Task |
Rewrite the data from its first line through the line containing "This endpoint accepts", with "natural-language query" replaced by "text prompt" and nothing else changed.

Material supplied |
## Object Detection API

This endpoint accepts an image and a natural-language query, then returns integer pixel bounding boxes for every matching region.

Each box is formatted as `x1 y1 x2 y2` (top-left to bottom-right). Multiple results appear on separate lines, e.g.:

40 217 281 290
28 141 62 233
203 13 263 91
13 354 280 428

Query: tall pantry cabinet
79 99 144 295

The result |
## Object Detection API

This endpoint accepts an image and a text prompt, then returns integer pixel bounding boxes for every matching region.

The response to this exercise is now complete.